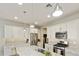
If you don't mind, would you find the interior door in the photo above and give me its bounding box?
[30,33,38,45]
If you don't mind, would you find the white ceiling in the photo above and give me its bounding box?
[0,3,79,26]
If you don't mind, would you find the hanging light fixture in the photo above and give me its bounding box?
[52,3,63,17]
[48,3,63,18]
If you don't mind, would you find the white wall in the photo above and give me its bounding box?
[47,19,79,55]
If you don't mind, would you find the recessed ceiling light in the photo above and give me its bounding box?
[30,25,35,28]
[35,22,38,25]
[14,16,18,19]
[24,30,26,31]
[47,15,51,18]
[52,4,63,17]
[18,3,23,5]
-=-=-=-=-
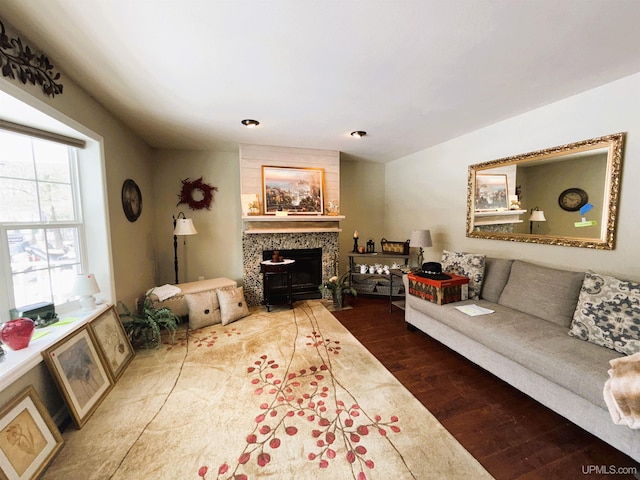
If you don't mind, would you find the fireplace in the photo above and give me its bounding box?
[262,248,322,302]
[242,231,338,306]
-=-=-=-=-
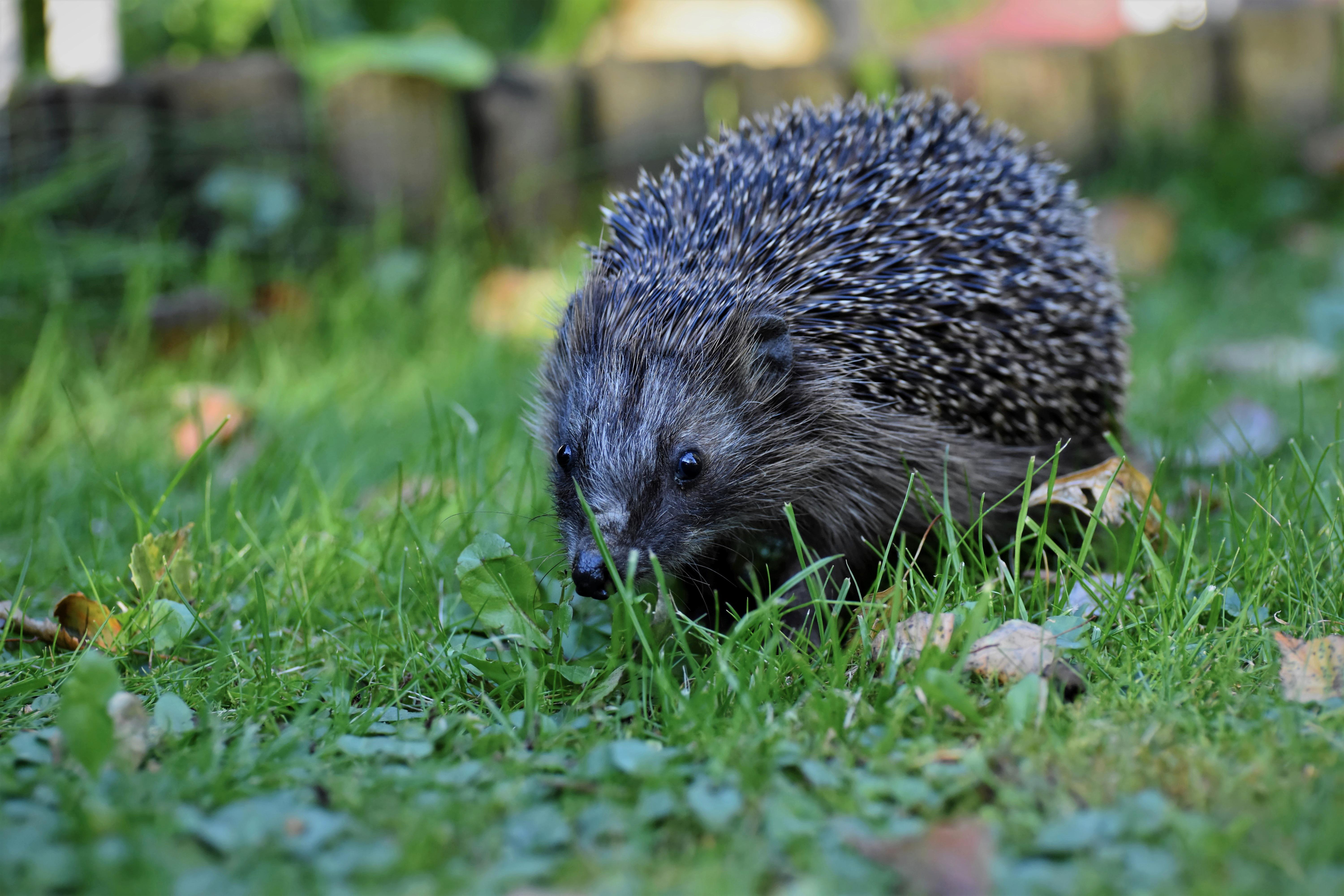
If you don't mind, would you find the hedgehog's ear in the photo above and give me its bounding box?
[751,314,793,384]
-=-=-=-=-
• **Goal**: Output the records as a two-column CSV with the header row text,box, one row per record. Start at the line containing "If you don't mind, would you find the white ceiling" and stop after the line containing "[47,19,79,55]". Put each value in double quotes and replace every line break with a space.

• **Solution**:
text,box
"If you don't mind, would you find the white ceiling in the photo above and give me its bounding box?","[0,3,79,26]"
"If you don't mind, would you find the hanging light fixture in the photo above and give me its bounding box?","[52,3,63,17] [48,3,63,18]"
"If you don't mind, would you find the white wall in the photo above and give me its bounding box?","[47,19,79,55]"